Assignment: Please start at the first line of the records beneath and quote each line exactly, ending with the line containing "the flower stem?".

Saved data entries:
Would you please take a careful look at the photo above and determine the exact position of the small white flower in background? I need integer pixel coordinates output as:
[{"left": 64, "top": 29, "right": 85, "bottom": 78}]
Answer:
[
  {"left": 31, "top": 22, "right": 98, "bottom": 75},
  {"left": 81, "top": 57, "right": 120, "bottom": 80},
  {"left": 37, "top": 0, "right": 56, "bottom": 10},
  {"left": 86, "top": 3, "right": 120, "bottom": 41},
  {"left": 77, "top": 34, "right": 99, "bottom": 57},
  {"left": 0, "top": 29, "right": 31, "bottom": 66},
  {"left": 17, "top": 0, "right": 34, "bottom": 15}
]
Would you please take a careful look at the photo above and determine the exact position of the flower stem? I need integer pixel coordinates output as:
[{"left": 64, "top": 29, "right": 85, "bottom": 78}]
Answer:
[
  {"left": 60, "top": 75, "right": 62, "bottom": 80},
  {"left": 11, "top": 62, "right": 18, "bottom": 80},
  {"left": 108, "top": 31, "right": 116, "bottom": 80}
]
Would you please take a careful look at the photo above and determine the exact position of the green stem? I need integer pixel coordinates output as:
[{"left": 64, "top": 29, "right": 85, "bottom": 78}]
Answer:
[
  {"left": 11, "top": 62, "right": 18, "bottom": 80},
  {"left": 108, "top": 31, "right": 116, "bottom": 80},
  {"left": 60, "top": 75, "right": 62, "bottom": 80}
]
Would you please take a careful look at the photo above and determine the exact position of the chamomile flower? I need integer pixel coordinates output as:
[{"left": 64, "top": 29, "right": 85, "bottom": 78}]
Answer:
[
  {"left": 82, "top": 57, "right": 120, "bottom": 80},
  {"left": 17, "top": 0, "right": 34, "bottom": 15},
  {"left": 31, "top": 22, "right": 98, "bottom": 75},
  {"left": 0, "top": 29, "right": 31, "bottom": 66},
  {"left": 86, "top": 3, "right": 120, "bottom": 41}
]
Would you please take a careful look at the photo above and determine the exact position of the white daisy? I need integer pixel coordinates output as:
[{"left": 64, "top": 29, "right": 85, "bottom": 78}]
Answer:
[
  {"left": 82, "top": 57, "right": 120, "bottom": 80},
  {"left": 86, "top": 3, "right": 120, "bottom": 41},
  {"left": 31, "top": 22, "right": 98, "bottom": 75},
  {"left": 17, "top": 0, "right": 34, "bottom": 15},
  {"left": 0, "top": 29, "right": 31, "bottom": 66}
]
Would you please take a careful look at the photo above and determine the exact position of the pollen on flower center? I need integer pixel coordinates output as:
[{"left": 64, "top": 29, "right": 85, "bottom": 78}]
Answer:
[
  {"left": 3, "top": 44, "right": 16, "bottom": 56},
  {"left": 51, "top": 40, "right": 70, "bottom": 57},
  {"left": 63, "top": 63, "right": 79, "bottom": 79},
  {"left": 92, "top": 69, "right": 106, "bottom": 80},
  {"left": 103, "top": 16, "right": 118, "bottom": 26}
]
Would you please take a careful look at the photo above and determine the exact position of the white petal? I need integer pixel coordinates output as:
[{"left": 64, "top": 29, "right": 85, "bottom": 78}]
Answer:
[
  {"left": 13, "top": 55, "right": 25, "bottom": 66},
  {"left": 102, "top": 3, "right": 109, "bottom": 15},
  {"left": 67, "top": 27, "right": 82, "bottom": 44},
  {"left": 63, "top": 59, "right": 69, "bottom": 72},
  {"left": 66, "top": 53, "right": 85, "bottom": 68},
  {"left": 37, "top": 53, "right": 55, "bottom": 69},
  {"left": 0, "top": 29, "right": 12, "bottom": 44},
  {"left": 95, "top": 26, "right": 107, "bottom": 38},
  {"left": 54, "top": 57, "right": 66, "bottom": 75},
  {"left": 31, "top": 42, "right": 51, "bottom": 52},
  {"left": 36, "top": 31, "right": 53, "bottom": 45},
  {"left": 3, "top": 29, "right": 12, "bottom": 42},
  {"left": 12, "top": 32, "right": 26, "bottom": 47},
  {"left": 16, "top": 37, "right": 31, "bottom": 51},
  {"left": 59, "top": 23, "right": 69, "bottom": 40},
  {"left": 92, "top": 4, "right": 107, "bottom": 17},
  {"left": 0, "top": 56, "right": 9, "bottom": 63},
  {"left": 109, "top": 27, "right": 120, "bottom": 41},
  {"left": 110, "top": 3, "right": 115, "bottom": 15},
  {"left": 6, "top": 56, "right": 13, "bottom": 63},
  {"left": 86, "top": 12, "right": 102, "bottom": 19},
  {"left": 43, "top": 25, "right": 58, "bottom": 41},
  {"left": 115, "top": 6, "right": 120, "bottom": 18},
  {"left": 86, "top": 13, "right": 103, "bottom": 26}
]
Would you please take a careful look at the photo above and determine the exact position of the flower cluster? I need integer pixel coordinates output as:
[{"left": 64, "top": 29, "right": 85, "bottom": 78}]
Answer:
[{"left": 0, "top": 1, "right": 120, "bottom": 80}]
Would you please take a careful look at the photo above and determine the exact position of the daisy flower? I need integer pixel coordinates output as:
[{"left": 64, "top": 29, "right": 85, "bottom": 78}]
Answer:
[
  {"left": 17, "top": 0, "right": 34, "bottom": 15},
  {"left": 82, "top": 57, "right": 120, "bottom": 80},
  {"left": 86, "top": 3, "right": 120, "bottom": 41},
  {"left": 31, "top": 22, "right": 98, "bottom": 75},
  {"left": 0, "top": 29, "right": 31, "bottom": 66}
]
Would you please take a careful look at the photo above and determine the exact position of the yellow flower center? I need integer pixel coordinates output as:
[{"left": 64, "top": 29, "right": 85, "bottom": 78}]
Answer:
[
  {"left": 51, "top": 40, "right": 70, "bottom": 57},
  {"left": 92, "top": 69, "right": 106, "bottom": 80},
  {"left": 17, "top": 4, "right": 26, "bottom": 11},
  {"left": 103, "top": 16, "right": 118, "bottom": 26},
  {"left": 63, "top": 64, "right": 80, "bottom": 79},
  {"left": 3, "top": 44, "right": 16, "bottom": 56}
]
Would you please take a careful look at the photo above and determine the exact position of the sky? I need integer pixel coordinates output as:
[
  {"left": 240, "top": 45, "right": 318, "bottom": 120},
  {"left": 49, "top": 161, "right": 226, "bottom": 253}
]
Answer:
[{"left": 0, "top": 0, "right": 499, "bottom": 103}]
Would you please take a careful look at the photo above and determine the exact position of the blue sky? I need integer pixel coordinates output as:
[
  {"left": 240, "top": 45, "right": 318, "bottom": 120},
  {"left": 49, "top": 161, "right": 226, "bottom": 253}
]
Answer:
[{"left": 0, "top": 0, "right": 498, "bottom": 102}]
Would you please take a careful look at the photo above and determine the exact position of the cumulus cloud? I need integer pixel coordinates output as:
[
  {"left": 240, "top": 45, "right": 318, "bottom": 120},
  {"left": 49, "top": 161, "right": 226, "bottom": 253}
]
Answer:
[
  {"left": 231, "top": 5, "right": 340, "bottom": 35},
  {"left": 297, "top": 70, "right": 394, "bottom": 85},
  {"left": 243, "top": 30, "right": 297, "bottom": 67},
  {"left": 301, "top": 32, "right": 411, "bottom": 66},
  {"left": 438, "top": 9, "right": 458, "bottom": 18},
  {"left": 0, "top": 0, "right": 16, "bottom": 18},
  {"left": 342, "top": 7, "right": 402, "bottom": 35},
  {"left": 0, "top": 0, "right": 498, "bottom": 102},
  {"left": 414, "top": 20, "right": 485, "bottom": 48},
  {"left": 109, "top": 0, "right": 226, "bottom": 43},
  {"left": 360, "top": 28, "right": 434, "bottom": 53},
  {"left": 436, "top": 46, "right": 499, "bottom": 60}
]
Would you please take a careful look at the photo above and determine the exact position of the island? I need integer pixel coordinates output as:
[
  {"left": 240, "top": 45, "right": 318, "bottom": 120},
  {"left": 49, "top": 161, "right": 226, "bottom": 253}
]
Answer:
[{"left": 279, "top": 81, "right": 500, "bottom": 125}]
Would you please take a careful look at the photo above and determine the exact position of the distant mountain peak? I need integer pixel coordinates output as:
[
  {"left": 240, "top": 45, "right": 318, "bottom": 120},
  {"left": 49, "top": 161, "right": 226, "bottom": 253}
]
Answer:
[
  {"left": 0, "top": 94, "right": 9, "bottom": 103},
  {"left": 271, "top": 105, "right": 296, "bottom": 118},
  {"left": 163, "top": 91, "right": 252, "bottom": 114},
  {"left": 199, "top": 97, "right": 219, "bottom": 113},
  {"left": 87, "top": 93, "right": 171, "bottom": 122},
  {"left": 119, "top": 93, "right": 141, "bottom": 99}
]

Response:
Would you please take a careful look at the photo above and determine the exact position of the small white flower in background? I need integer pixel coordinates output as:
[{"left": 64, "top": 29, "right": 85, "bottom": 78}]
Answer:
[
  {"left": 31, "top": 22, "right": 98, "bottom": 75},
  {"left": 81, "top": 57, "right": 120, "bottom": 80},
  {"left": 37, "top": 0, "right": 56, "bottom": 10},
  {"left": 86, "top": 3, "right": 120, "bottom": 41},
  {"left": 77, "top": 34, "right": 99, "bottom": 57},
  {"left": 0, "top": 29, "right": 31, "bottom": 66},
  {"left": 17, "top": 0, "right": 34, "bottom": 15}
]
Would you please take a careful look at the photo above and determine the exact position of the flower stem? I need integer pixel coordinates output as:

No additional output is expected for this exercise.